Written request 1:
Which lines in the rows below contain the string "pillow", with case counting? Copy each one.

By Olimpia Bellan
Behind the art of Guido Duty Gorn
Deconstructed faces, fragmented realities reverberate in infinite spaces with an explosion of colour. Guido Duty Gorn’s brushstrokes take the viewer beyond the rational sphere to otherworldly surreal frequencies.
Your art is often centred on feminine figures and bold colours. What led you to develop this aesthetic?
Ever since I was a child, I’ve been charmed by the pop colours of the society around me. For me colour is an abstraction of reality, it drives my mind elsewhere, it captivates me, it makes me feel like a soul running away from darkness. My works are not just women’s faces, they are the result of an inner dialogue, an abstraction of meaning from my personality that attempts to dialogue in a sort of self-portrait. Painting means accessing a deep part of my being, beyond awareness and consciousness, a creative trance that allows me to heal and move on.
Your source of inspiration?
I follow paths, visions of the mind that I sometimes experience in my dreams, sometimes I live in my daily life: people I meet, but also newspaper cut-outs. I continuously take notes, fragments and details, glimpses of what surrounds me. I am inspired by Suprematism, Surrealism and Futurism. In my works I celebrate some artists of the past who have influenced me with great energy, such as Malevich, Francis Bacon, Rosenquist and Depero. My path is rooted in street art, but it evolves on the canvas in a sort of infinite space that is self-generating and that I can shape, separate and recompose, superimposing emotions, vibrations and colours to my own liking.
What is your creative process?
To me, the aesthetics come first and foremost. Being creative means accepting, exploring, but also being hard on myself, because there are no random lines and nuances in my way of living and expressing my art. The lines are precise as if I were drawing them with a ruler and the nuances are caresses that I lay on the canvas. The whole canvas, whether it is single or disassembled and reassembled, must have the right importance for the eye, its own balance.

Information given:
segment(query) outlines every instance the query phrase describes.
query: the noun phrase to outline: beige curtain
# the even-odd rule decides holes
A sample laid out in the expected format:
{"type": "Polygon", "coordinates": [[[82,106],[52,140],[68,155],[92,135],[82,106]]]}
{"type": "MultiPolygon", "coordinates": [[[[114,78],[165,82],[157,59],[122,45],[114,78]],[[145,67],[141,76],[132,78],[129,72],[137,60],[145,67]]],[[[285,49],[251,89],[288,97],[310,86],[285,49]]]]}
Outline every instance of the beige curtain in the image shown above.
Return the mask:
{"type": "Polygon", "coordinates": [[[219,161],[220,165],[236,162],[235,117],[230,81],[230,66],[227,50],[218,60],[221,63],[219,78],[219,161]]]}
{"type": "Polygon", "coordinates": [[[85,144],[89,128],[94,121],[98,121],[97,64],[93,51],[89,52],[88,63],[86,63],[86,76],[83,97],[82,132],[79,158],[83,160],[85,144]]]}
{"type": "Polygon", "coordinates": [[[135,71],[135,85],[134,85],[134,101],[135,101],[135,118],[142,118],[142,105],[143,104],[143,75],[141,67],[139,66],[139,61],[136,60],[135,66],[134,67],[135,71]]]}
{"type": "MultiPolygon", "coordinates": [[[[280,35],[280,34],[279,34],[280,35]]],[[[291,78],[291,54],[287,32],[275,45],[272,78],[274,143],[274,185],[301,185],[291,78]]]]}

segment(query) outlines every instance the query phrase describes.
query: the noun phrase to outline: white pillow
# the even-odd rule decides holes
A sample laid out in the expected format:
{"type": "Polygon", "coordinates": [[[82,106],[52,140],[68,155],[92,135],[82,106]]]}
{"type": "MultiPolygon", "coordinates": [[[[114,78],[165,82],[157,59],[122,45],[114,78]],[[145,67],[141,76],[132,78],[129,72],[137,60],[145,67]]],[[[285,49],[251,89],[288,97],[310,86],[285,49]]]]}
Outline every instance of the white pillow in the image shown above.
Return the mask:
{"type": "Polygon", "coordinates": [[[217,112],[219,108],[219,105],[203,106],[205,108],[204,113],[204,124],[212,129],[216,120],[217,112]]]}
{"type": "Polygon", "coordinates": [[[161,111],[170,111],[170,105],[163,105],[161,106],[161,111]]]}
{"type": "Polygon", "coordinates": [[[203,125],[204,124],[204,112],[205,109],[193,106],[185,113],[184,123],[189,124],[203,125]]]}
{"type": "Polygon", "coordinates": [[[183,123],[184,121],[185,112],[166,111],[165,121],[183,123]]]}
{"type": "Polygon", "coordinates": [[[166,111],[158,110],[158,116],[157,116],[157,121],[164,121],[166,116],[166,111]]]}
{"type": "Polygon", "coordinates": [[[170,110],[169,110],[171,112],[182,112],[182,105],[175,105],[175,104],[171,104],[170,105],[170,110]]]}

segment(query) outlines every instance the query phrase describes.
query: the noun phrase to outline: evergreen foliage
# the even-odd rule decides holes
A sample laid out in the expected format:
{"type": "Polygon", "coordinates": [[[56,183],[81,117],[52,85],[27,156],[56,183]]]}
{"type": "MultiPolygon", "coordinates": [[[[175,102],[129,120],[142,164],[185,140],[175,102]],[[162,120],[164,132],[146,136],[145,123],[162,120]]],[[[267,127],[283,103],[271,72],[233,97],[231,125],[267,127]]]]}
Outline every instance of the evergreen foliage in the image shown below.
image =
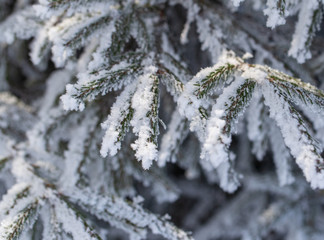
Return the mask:
{"type": "Polygon", "coordinates": [[[1,239],[323,239],[323,5],[0,0],[1,239]]]}

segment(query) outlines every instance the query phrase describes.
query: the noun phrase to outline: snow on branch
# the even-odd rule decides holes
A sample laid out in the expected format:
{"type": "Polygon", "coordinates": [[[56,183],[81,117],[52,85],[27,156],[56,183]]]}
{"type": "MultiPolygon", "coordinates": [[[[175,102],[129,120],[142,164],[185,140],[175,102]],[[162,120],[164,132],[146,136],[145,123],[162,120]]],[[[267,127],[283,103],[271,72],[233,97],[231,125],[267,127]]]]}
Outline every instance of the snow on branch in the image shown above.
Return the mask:
{"type": "MultiPolygon", "coordinates": [[[[222,93],[216,95],[216,104],[213,105],[210,116],[206,115],[206,127],[199,130],[205,132],[204,134],[198,133],[198,136],[205,136],[200,138],[201,158],[210,161],[216,169],[222,163],[230,163],[229,146],[233,123],[236,123],[238,116],[244,112],[255,89],[261,89],[264,97],[263,104],[269,107],[270,117],[276,120],[285,144],[304,171],[306,179],[313,188],[324,188],[321,183],[324,176],[321,157],[323,149],[313,139],[302,115],[293,106],[293,103],[308,106],[318,114],[323,111],[323,92],[272,68],[244,63],[242,59],[233,54],[224,53],[221,59],[220,63],[212,68],[203,69],[189,81],[178,100],[180,113],[189,121],[196,121],[194,116],[199,114],[199,107],[203,106],[203,101],[214,97],[208,93],[215,92],[219,82],[226,83],[229,77],[234,78],[232,83],[227,83],[228,86],[222,93]]],[[[193,128],[191,130],[197,131],[193,128]]],[[[249,130],[253,129],[250,127],[249,130]]],[[[250,139],[256,140],[252,133],[250,133],[250,139]]],[[[274,144],[273,140],[272,143],[274,144]]],[[[287,155],[284,150],[282,153],[287,155]]],[[[278,156],[275,156],[275,159],[276,162],[279,161],[278,156]]],[[[281,164],[278,167],[287,168],[287,165],[281,164]]],[[[229,166],[226,168],[230,169],[229,166]]],[[[224,171],[220,172],[224,173],[224,171]]],[[[283,174],[287,177],[283,178],[280,174],[280,182],[290,183],[292,178],[288,177],[289,173],[283,174]]]]}

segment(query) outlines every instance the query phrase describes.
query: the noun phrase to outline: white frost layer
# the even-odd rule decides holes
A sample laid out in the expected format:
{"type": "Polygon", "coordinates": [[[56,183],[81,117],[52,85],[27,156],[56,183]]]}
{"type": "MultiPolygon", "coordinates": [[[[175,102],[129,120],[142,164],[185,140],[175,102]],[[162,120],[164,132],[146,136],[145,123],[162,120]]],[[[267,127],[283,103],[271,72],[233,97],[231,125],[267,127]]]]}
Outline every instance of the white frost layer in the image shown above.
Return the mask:
{"type": "Polygon", "coordinates": [[[154,87],[154,78],[157,69],[153,66],[147,67],[144,74],[139,77],[139,84],[132,99],[132,108],[134,117],[131,121],[134,133],[138,139],[131,146],[136,151],[135,157],[142,161],[144,169],[152,165],[152,161],[158,157],[157,146],[149,139],[153,136],[151,119],[147,113],[151,111],[155,93],[152,92],[154,87]]]}
{"type": "Polygon", "coordinates": [[[271,124],[270,142],[272,146],[273,158],[276,165],[276,172],[279,179],[279,185],[285,186],[294,182],[294,177],[291,173],[290,161],[291,155],[285,142],[281,136],[279,129],[271,124]]]}
{"type": "Polygon", "coordinates": [[[288,55],[296,58],[299,63],[304,63],[306,59],[309,59],[312,56],[311,52],[306,47],[306,43],[310,37],[310,26],[314,21],[314,11],[319,7],[318,0],[303,0],[301,3],[298,22],[288,52],[288,55]]]}
{"type": "Polygon", "coordinates": [[[275,28],[278,25],[286,23],[284,16],[282,16],[278,9],[278,0],[268,0],[267,8],[263,11],[264,15],[268,16],[267,27],[275,28]]]}
{"type": "Polygon", "coordinates": [[[251,104],[246,114],[247,133],[252,142],[252,153],[261,161],[268,149],[267,132],[268,128],[265,122],[265,107],[261,102],[262,94],[259,90],[254,92],[251,104]]]}
{"type": "Polygon", "coordinates": [[[230,104],[231,97],[236,95],[236,91],[244,83],[243,78],[237,78],[231,85],[226,87],[216,101],[211,111],[211,116],[207,121],[206,140],[203,145],[202,158],[210,160],[214,168],[221,163],[227,162],[229,153],[228,147],[231,143],[231,135],[224,134],[223,129],[226,125],[226,108],[230,104]]]}
{"type": "Polygon", "coordinates": [[[316,169],[317,162],[323,162],[323,159],[316,154],[314,143],[304,134],[307,129],[292,115],[289,104],[275,92],[271,83],[264,84],[262,92],[264,103],[270,108],[270,117],[276,120],[286,145],[296,158],[307,181],[312,188],[324,188],[324,173],[317,172],[316,169]]]}
{"type": "Polygon", "coordinates": [[[121,143],[117,141],[117,138],[122,130],[121,122],[129,114],[131,99],[136,90],[136,85],[137,82],[135,81],[125,87],[111,107],[107,120],[101,124],[101,127],[106,130],[100,150],[100,154],[103,157],[106,157],[108,153],[110,156],[116,155],[121,147],[121,143]]]}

Written request 2:
In the interview above, which three art movements does the artist name as sources of inspiration?

Exercise response 1:
query: the noun phrase to outline: white pillow
Outline every instance of the white pillow in the image shown above.

Exercise response 2:
Suprematism, Surrealism and Futurism.